■ WORK TASK
Report all lines in the records that hold the string "window".

■ DATA TO PROCESS

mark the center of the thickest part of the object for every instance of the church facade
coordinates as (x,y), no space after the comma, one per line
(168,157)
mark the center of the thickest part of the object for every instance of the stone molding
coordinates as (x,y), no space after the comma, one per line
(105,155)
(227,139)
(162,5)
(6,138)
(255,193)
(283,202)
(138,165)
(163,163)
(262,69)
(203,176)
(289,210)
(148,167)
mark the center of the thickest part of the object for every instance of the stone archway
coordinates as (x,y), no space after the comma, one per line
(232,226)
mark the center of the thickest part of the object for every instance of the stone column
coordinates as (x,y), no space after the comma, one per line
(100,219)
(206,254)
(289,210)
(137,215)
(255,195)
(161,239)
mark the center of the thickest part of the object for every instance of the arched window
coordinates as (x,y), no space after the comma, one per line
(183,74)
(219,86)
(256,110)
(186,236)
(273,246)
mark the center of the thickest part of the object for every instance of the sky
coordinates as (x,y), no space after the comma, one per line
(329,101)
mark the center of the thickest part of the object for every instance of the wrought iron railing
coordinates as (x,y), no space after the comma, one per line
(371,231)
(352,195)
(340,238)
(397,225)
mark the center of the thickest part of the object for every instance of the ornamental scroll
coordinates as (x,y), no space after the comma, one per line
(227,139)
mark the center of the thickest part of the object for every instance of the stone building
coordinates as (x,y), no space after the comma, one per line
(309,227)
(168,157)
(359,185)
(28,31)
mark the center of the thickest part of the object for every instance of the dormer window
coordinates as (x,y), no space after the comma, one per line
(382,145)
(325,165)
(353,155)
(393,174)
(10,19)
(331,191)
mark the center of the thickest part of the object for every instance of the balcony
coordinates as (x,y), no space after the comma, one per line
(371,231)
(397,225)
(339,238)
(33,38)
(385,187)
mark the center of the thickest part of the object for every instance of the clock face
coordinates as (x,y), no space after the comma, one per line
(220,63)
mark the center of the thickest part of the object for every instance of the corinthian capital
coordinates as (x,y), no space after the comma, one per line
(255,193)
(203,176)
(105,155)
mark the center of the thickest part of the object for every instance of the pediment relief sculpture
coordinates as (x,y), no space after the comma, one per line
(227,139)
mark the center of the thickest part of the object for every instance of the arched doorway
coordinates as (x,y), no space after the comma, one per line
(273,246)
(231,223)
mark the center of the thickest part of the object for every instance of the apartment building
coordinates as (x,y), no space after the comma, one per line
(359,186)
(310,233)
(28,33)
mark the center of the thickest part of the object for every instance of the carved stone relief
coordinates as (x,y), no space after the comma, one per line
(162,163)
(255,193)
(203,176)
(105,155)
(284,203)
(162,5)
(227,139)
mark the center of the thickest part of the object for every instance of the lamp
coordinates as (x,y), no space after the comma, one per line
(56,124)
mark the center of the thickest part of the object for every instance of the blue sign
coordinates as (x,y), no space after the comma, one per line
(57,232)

■ EXERCISE OUTPUT
mark the center of the thickest part of the object for every instance of the arched window
mark the center of the thickest part of the object for every instance of the dormer window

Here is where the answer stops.